YOUR GOAL → Quote the entries that follow exactly, leaving none out.

MATERIAL TO PROCESS →

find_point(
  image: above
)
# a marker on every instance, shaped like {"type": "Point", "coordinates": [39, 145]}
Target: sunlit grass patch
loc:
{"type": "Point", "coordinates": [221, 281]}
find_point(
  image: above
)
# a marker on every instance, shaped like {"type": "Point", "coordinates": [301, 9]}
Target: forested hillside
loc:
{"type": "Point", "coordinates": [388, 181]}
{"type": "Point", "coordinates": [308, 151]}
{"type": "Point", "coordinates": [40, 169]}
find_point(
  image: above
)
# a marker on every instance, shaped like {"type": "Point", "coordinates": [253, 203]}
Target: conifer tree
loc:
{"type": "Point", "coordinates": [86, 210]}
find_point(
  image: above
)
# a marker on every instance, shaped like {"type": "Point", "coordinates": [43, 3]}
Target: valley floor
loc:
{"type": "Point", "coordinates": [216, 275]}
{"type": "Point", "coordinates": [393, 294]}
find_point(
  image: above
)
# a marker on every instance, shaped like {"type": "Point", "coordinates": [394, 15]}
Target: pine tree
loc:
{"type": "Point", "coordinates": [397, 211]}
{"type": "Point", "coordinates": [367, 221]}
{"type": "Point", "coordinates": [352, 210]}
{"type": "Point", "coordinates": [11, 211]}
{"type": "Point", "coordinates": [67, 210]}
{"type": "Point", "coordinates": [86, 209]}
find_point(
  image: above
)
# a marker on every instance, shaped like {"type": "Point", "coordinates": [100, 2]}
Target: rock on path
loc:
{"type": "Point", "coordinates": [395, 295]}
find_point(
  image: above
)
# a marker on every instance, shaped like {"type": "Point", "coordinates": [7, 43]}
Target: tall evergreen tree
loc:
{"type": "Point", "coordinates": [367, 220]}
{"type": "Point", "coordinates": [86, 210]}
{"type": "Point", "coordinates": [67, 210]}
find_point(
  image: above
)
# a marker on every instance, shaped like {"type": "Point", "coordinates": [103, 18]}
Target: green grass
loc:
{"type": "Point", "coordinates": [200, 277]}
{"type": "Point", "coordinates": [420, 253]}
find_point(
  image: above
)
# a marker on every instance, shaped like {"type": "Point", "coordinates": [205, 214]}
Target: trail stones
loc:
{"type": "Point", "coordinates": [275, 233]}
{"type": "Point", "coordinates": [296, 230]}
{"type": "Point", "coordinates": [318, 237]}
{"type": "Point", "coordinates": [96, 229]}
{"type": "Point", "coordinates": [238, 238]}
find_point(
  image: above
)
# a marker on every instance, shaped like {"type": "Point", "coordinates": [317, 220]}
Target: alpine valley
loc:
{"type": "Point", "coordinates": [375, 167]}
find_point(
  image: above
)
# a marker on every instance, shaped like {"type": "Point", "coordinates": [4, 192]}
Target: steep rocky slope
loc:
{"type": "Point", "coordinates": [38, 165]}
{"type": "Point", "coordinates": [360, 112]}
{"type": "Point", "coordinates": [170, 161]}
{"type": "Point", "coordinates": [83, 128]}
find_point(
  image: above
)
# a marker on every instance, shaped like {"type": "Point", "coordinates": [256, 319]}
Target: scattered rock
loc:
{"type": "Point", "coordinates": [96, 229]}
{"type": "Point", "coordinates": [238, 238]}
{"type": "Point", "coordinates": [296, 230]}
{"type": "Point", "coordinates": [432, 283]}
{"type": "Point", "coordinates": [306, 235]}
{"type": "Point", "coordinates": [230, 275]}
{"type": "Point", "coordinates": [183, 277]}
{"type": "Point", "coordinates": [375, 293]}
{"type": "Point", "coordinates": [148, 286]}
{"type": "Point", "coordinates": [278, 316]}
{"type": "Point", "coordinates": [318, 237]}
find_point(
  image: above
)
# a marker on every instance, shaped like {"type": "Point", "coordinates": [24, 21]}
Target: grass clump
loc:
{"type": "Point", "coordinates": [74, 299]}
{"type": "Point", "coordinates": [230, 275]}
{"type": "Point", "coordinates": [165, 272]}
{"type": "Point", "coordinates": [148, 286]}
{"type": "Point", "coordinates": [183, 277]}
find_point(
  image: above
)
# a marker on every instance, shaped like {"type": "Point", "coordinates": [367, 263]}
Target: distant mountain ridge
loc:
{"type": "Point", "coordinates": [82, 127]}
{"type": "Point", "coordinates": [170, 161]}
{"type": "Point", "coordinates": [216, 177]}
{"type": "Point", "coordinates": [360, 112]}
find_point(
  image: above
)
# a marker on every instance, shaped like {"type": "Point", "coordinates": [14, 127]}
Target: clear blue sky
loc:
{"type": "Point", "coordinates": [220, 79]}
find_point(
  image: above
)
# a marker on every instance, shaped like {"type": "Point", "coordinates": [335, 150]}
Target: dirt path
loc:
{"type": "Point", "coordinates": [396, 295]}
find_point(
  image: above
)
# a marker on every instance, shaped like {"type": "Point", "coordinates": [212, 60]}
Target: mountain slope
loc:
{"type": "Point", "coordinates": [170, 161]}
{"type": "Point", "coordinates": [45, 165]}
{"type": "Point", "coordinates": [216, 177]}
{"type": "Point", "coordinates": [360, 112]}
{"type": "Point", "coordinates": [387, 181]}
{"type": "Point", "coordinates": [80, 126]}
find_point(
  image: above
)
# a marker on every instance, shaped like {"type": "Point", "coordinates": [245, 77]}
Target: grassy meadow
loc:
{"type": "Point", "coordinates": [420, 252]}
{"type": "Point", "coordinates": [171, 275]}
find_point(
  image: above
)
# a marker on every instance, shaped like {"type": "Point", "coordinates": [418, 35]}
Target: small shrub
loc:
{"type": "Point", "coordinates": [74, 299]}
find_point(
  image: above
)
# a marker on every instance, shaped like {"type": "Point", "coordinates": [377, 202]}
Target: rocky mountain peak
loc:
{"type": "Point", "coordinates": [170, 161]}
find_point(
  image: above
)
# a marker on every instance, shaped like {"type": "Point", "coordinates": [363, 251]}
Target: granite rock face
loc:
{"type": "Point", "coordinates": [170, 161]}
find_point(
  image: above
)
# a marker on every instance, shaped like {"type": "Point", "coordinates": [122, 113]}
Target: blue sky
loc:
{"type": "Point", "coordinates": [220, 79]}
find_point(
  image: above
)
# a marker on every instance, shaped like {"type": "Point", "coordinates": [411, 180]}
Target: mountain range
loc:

EXERCISE SOLUTION →
find_point(
  image: above
)
# a marker on every instance, shaped like {"type": "Point", "coordinates": [39, 145]}
Target: sunlit grass patch
loc:
{"type": "Point", "coordinates": [221, 281]}
find_point(
  image: above
)
# a marker on every instance, shaped like {"type": "Point", "coordinates": [301, 9]}
Target: forested hillside
loc:
{"type": "Point", "coordinates": [388, 181]}
{"type": "Point", "coordinates": [308, 151]}
{"type": "Point", "coordinates": [40, 169]}
find_point(
  image: above
)
# a marker on every instance, shaped like {"type": "Point", "coordinates": [253, 203]}
Target: conifer tree
loc:
{"type": "Point", "coordinates": [86, 210]}
find_point(
  image: above
)
# a marker on every instance, shaped like {"type": "Point", "coordinates": [43, 3]}
Target: valley floor
loc:
{"type": "Point", "coordinates": [216, 275]}
{"type": "Point", "coordinates": [393, 294]}
find_point(
  image: above
)
# a marker on every instance, shaped like {"type": "Point", "coordinates": [394, 15]}
Target: pine tree
loc:
{"type": "Point", "coordinates": [397, 211]}
{"type": "Point", "coordinates": [367, 221]}
{"type": "Point", "coordinates": [352, 210]}
{"type": "Point", "coordinates": [11, 211]}
{"type": "Point", "coordinates": [67, 210]}
{"type": "Point", "coordinates": [86, 209]}
find_point(
  image: above
)
# a marker on every instance, shaped like {"type": "Point", "coordinates": [100, 2]}
Target: rock on path
loc:
{"type": "Point", "coordinates": [395, 295]}
find_point(
  image: above
)
# a marker on every instance, shaped like {"type": "Point", "coordinates": [7, 43]}
Target: tall evergreen tree
loc:
{"type": "Point", "coordinates": [367, 220]}
{"type": "Point", "coordinates": [86, 210]}
{"type": "Point", "coordinates": [67, 210]}
find_point(
  image: above
)
# a marker on every instance, shaped like {"type": "Point", "coordinates": [103, 18]}
Target: green grass
loc:
{"type": "Point", "coordinates": [200, 277]}
{"type": "Point", "coordinates": [420, 253]}
find_point(
  image: above
)
# a marker on every instance, shaped like {"type": "Point", "coordinates": [205, 214]}
Target: trail stones
loc:
{"type": "Point", "coordinates": [275, 233]}
{"type": "Point", "coordinates": [296, 230]}
{"type": "Point", "coordinates": [318, 237]}
{"type": "Point", "coordinates": [96, 229]}
{"type": "Point", "coordinates": [238, 238]}
find_point(
  image: above
)
# a marker on every instance, shaped like {"type": "Point", "coordinates": [317, 220]}
Target: alpine valley
loc:
{"type": "Point", "coordinates": [375, 167]}
find_point(
  image: above
)
# a marker on every instance, shaped like {"type": "Point", "coordinates": [4, 192]}
Target: steep rocky slope
loc:
{"type": "Point", "coordinates": [38, 165]}
{"type": "Point", "coordinates": [360, 112]}
{"type": "Point", "coordinates": [170, 161]}
{"type": "Point", "coordinates": [83, 128]}
find_point(
  image: above
)
# a marker on every instance, shaped like {"type": "Point", "coordinates": [256, 319]}
Target: scattered rock
loc:
{"type": "Point", "coordinates": [96, 229]}
{"type": "Point", "coordinates": [238, 238]}
{"type": "Point", "coordinates": [296, 230]}
{"type": "Point", "coordinates": [432, 283]}
{"type": "Point", "coordinates": [306, 235]}
{"type": "Point", "coordinates": [230, 275]}
{"type": "Point", "coordinates": [183, 277]}
{"type": "Point", "coordinates": [375, 293]}
{"type": "Point", "coordinates": [148, 286]}
{"type": "Point", "coordinates": [278, 316]}
{"type": "Point", "coordinates": [318, 237]}
find_point(
  image: above
)
# a marker on every instance, shaped like {"type": "Point", "coordinates": [24, 21]}
Target: grass clump
loc:
{"type": "Point", "coordinates": [74, 299]}
{"type": "Point", "coordinates": [230, 275]}
{"type": "Point", "coordinates": [165, 272]}
{"type": "Point", "coordinates": [148, 286]}
{"type": "Point", "coordinates": [183, 277]}
find_point(
  image: above
)
# a marker on every instance, shaped like {"type": "Point", "coordinates": [367, 263]}
Target: distant mountain ridge
loc:
{"type": "Point", "coordinates": [82, 127]}
{"type": "Point", "coordinates": [170, 161]}
{"type": "Point", "coordinates": [216, 177]}
{"type": "Point", "coordinates": [360, 112]}
find_point(
  image: above
)
# a marker on every instance, shaped like {"type": "Point", "coordinates": [14, 127]}
Target: clear blue sky
loc:
{"type": "Point", "coordinates": [220, 79]}
find_point(
  image: above
)
# a marker on every instance, shaped like {"type": "Point", "coordinates": [335, 150]}
Target: dirt path
loc:
{"type": "Point", "coordinates": [396, 295]}
find_point(
  image: above
)
# a marker on every instance, shaped like {"type": "Point", "coordinates": [212, 60]}
Target: mountain slope
loc:
{"type": "Point", "coordinates": [170, 161]}
{"type": "Point", "coordinates": [45, 165]}
{"type": "Point", "coordinates": [216, 177]}
{"type": "Point", "coordinates": [360, 112]}
{"type": "Point", "coordinates": [387, 181]}
{"type": "Point", "coordinates": [80, 126]}
find_point(
  image: above
)
# a marker on every instance, shaped like {"type": "Point", "coordinates": [245, 77]}
Target: grassy meadow
loc:
{"type": "Point", "coordinates": [420, 252]}
{"type": "Point", "coordinates": [171, 275]}
find_point(
  image: above
)
# a marker on every instance, shaped like {"type": "Point", "coordinates": [418, 35]}
Target: small shrub
loc:
{"type": "Point", "coordinates": [74, 299]}
find_point(
  image: above
)
# a marker on every instance, shaped like {"type": "Point", "coordinates": [377, 202]}
Target: rocky mountain peak
loc:
{"type": "Point", "coordinates": [170, 161]}
find_point(
  image: above
)
# a marker on every instance, shaped like {"type": "Point", "coordinates": [363, 251]}
Target: granite rock face
loc:
{"type": "Point", "coordinates": [170, 161]}
find_point(
  image: above
)
# a marker on every instance, shaped like {"type": "Point", "coordinates": [122, 113]}
Target: blue sky
loc:
{"type": "Point", "coordinates": [220, 79]}
find_point(
  image: above
)
# a marker on every instance, shaped like {"type": "Point", "coordinates": [411, 180]}
Target: mountain range
loc:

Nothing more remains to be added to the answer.